• [WRITTEN EXERCISE] Rewrite only the rows from the line containing "Where can the apple" through the end of the rows, replacing every occurrence of "Target" with "Object" and leaving all else unchanged.

• [PROVIDED MATERIAL]
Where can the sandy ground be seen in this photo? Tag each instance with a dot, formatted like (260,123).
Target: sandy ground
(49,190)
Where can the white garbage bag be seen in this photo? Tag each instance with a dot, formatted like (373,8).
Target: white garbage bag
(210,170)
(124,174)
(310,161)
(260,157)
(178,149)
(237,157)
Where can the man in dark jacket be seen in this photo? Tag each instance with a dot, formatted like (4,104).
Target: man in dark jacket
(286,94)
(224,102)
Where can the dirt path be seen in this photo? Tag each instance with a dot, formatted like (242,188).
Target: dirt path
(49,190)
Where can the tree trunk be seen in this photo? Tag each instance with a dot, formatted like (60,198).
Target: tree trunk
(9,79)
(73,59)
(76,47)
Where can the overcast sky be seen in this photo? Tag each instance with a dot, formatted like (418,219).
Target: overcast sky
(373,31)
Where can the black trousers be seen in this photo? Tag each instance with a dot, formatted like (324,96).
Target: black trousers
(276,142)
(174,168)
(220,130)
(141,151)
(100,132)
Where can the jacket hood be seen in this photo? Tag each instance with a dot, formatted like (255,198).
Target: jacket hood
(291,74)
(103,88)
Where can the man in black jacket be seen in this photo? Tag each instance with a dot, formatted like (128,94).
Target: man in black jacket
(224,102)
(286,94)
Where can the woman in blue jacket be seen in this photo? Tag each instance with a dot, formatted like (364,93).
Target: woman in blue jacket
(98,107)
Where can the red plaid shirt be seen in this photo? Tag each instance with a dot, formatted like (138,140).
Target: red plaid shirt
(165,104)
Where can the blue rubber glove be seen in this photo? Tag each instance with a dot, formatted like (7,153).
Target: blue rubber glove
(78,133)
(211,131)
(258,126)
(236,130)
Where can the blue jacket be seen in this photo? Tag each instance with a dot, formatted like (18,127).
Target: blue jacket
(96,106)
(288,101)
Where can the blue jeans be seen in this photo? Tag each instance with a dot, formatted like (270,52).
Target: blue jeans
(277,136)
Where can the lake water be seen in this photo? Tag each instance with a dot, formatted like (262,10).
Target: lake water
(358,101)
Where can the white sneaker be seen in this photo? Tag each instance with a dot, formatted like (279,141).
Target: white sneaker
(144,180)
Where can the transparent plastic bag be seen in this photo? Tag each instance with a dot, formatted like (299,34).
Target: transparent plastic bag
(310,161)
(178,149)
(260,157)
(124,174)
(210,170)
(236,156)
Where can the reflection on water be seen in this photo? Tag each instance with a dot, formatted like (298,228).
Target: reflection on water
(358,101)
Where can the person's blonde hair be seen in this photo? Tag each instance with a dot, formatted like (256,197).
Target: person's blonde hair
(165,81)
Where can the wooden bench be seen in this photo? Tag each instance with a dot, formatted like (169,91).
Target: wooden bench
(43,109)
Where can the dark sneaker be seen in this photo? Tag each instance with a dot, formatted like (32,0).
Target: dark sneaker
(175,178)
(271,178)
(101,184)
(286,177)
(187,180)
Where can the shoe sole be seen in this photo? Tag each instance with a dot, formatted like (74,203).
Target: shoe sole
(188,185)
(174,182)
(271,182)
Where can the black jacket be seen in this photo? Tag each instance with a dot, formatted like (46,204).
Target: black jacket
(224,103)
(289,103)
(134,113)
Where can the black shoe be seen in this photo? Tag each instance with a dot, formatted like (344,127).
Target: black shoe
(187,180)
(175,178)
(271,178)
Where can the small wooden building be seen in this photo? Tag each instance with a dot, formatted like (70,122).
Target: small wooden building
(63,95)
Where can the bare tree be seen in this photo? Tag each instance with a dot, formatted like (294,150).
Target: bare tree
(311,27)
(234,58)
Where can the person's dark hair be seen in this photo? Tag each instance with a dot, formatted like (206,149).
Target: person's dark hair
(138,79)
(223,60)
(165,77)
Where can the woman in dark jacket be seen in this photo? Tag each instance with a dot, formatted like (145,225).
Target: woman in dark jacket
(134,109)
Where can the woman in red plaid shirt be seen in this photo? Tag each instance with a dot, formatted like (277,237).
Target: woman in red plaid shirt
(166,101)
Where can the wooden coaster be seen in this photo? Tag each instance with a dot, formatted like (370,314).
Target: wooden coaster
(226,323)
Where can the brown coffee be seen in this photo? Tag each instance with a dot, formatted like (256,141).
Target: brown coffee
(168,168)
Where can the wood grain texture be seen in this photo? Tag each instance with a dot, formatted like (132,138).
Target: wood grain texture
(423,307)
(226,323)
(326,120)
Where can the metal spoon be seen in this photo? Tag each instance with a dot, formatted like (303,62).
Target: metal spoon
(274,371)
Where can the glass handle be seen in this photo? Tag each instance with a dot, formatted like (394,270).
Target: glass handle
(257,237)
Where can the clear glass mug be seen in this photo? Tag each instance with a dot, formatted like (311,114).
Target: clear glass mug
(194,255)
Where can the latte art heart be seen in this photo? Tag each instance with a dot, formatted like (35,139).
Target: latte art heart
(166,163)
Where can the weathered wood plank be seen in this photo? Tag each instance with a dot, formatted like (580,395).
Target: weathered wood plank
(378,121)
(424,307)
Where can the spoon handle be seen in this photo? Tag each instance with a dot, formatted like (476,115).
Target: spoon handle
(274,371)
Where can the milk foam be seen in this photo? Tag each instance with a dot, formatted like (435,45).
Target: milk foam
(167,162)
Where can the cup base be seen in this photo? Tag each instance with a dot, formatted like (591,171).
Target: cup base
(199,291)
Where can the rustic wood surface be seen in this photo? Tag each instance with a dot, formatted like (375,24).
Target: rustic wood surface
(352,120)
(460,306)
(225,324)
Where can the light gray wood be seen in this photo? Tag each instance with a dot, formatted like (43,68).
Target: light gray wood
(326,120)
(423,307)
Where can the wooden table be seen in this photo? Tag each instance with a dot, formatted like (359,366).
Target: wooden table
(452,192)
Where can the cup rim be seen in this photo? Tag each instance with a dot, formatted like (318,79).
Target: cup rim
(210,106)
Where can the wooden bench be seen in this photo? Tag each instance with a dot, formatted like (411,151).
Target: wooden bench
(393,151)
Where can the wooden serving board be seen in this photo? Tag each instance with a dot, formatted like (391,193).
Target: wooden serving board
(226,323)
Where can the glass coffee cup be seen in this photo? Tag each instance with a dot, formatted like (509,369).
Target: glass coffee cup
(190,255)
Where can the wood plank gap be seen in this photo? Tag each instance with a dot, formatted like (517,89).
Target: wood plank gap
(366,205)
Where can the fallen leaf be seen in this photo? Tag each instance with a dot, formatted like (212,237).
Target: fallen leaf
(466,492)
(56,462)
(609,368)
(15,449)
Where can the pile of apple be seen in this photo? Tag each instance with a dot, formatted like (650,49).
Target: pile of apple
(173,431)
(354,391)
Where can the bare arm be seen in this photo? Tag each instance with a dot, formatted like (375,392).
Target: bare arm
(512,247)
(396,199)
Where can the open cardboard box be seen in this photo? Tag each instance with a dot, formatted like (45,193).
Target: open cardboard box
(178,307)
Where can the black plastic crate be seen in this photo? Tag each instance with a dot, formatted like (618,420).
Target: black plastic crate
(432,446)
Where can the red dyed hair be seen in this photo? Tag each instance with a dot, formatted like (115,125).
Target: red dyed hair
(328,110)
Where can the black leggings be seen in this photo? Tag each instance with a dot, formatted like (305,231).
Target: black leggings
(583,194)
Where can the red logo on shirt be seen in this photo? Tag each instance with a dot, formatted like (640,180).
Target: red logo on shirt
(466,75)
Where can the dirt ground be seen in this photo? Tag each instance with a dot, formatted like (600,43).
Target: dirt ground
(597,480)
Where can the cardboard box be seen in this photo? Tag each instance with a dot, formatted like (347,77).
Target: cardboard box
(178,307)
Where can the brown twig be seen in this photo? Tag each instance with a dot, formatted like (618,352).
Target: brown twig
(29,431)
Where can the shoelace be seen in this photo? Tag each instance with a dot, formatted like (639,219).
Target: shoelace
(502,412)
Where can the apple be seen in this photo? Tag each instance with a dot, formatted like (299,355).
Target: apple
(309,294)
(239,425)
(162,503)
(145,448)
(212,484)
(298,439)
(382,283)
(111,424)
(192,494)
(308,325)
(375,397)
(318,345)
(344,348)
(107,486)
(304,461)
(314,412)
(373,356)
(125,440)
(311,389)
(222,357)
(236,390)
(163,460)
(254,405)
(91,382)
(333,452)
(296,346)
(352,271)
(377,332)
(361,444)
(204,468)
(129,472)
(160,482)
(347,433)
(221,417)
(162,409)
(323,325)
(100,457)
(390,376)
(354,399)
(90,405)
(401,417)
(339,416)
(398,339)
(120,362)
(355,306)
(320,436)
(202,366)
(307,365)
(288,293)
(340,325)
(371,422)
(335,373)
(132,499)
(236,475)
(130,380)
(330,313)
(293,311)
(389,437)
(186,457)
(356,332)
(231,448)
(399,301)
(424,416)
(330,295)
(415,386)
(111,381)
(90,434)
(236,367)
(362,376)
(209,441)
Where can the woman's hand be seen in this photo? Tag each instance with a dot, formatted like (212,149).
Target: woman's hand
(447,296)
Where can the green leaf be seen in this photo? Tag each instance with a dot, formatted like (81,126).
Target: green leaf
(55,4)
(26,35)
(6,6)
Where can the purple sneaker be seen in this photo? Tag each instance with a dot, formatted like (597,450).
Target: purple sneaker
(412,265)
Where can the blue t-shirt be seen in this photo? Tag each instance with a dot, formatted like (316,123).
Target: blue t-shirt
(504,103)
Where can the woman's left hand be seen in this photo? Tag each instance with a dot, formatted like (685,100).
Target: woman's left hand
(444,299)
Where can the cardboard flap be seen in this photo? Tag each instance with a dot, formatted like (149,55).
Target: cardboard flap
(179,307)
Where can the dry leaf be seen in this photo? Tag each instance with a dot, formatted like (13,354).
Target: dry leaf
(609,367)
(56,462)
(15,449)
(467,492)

• [RESULT OF THIS EXERCISE]
Where can the apple be seen in this photo? Tag each instance with a dot, formatted like (299,355).
Object: apple
(309,294)
(239,425)
(162,503)
(145,448)
(212,484)
(298,439)
(382,283)
(111,424)
(192,494)
(308,325)
(375,397)
(318,345)
(344,348)
(107,486)
(304,461)
(314,412)
(373,356)
(125,440)
(311,389)
(222,357)
(236,390)
(163,460)
(254,405)
(91,382)
(333,452)
(296,346)
(352,271)
(377,332)
(361,444)
(204,468)
(129,472)
(160,482)
(347,433)
(221,417)
(162,409)
(323,325)
(100,457)
(390,376)
(354,399)
(90,405)
(401,417)
(339,416)
(398,339)
(120,362)
(355,306)
(320,436)
(202,366)
(307,365)
(288,293)
(340,325)
(371,422)
(335,373)
(132,499)
(236,475)
(130,380)
(330,313)
(293,311)
(389,437)
(186,457)
(356,332)
(231,448)
(399,301)
(424,416)
(330,295)
(415,386)
(111,381)
(90,434)
(236,367)
(362,376)
(209,441)
Where can the woman's hand be seen in this photo? Tag each instance with a dot, formatted like (212,149).
Object: woman's hand
(447,296)
Where can the green leaf be seen in this photo? Tag each instance with a dot, formatted like (81,126).
Object: green leaf
(55,4)
(26,35)
(6,6)
Where can the purple sneaker be seen in this photo? Tag each instance with a dot, formatted like (597,450).
Object: purple sneaker
(412,265)
Where can the blue t-shirt be seen in this photo? Tag each instance with a dot, formatted like (316,123).
Object: blue t-shirt
(504,103)
Where can the woman's left hand be seen in this photo? Tag each instance with a dot, formatted like (685,100).
Object: woman's left hand
(444,299)
Where can the cardboard flap be seen in this photo? Tag each instance with a dot, formatted like (149,55).
Object: cardboard flap
(179,307)
Where can the dry leaf be seen in this photo? Tag each instance with a dot, formatted like (13,354).
Object: dry leaf
(609,367)
(56,462)
(15,449)
(467,492)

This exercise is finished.